* _What needs to be done_:
The lines to be copied run from the one containing "hanging frying pan" to the end of the material below; reproduce them exactly, including both ends, and nothing more.

* _Input data_:
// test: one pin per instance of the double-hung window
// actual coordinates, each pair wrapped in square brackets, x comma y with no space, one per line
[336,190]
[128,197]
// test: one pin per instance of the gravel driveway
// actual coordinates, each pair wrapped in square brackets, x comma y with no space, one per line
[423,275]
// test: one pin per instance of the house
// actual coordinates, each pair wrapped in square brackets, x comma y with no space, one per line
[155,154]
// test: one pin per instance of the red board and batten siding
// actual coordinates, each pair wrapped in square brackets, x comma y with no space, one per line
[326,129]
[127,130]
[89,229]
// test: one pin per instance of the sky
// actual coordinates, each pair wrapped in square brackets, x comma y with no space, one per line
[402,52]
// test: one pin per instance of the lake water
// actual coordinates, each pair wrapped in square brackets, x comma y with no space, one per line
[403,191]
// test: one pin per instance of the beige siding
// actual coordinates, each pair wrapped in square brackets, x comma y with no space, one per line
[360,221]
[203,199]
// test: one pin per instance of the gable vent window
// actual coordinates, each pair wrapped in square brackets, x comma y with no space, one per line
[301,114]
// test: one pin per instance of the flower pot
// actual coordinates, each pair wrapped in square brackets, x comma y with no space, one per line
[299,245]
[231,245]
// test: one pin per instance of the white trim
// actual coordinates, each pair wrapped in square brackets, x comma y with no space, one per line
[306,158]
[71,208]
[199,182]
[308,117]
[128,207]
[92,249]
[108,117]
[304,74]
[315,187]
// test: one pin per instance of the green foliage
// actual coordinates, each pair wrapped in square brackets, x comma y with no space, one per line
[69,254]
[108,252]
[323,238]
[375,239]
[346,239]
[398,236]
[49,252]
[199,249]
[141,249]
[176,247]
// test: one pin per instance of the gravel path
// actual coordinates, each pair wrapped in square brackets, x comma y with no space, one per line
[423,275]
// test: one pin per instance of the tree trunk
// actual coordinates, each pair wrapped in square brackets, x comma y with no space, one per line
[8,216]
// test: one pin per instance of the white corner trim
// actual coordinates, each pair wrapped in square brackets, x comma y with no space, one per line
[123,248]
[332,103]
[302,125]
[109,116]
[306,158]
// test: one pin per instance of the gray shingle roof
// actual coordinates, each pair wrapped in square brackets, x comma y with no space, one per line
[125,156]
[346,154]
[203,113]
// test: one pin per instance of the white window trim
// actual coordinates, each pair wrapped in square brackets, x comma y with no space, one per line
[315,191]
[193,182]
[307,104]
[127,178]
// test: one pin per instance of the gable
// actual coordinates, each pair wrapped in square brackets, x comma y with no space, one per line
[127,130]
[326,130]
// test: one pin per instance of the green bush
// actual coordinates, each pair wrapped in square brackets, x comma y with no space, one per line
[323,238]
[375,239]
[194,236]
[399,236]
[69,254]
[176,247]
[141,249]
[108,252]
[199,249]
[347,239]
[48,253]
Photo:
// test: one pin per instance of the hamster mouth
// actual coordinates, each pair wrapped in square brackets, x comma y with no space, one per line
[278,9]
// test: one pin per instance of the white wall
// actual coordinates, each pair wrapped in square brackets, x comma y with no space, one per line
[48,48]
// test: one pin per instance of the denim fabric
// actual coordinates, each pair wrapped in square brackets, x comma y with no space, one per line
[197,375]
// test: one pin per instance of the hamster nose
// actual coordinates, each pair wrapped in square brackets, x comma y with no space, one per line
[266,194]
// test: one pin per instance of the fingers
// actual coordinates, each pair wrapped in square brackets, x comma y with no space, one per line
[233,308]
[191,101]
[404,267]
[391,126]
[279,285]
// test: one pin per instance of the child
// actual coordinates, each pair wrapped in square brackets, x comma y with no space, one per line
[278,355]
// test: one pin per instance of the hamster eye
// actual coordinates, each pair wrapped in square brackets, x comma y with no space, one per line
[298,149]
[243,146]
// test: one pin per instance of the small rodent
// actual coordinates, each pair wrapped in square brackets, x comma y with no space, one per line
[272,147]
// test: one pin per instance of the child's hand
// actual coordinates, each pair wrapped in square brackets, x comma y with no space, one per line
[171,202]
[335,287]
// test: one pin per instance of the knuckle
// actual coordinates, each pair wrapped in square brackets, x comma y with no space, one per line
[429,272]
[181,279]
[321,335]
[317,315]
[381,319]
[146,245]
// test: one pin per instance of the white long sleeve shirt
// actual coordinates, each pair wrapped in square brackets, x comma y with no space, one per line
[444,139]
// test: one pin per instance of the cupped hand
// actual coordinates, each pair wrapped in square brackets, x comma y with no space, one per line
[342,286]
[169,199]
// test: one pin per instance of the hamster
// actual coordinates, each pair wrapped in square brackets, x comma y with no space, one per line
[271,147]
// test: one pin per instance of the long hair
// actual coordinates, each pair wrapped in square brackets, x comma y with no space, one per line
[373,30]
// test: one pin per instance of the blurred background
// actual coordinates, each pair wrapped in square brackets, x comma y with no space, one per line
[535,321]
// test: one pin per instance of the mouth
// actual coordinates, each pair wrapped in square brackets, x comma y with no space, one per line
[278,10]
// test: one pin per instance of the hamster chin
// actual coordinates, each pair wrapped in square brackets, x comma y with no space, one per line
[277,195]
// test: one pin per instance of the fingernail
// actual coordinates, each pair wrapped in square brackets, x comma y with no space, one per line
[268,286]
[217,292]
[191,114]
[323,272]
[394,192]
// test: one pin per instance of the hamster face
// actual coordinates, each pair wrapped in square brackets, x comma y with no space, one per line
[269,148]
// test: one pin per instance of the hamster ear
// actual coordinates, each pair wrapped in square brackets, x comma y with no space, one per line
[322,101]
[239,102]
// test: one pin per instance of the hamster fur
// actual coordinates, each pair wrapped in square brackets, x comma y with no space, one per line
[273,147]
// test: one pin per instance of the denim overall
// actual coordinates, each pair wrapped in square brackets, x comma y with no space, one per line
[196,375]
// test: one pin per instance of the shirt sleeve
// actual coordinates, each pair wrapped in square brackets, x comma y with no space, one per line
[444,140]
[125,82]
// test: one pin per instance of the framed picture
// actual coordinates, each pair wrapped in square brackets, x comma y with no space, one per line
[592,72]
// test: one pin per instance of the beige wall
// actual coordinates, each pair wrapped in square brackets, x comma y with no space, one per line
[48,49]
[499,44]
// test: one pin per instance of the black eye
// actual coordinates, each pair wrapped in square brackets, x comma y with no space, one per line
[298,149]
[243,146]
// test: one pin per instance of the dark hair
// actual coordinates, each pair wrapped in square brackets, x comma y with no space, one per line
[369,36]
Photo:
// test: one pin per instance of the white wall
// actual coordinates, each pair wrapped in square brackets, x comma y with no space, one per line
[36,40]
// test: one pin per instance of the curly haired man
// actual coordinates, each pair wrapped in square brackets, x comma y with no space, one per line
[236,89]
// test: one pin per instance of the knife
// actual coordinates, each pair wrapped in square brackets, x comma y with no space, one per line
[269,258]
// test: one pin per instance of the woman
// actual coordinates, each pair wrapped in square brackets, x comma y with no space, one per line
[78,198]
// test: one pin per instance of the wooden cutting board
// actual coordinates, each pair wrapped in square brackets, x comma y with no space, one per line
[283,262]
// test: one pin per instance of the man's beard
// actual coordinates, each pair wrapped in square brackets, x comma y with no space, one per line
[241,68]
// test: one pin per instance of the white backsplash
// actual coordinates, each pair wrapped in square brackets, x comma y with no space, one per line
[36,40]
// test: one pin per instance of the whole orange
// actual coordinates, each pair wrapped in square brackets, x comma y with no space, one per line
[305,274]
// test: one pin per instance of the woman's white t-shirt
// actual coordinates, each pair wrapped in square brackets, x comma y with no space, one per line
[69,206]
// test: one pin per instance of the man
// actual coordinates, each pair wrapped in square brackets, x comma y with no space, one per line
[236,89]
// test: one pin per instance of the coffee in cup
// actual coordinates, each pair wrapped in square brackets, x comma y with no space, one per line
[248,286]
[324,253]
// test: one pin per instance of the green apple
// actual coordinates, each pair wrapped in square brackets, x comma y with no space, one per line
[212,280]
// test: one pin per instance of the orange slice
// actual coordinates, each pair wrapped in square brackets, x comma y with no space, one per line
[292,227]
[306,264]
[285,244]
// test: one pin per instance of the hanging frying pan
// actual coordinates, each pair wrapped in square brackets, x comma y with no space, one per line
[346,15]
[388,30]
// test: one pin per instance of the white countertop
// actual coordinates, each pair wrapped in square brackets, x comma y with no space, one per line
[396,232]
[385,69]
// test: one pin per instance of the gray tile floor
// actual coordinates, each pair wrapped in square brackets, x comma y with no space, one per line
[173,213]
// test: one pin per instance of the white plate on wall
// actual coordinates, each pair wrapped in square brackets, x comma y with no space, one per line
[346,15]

* _Exercise output_:
// test: one pin per instance of the hanging frying pan
// actual coordinates, each pair wrapped in square brackets, x comma y with no space, one per line
[346,15]
[388,30]
// test: one pin per instance of the white countertop
// actual coordinates, each pair wrapped in square brackets, x comma y with no space, one per line
[396,232]
[385,69]
// test: one pin per instance of the gray tile floor
// actual coordinates, each pair wrapped in square brackets, x comma y with no space, one per line
[173,213]
// test: one pin per instance of the white plate on wall
// actual coordinates, each pair wrapped in square brackets, x comma y with no space, one per line
[346,15]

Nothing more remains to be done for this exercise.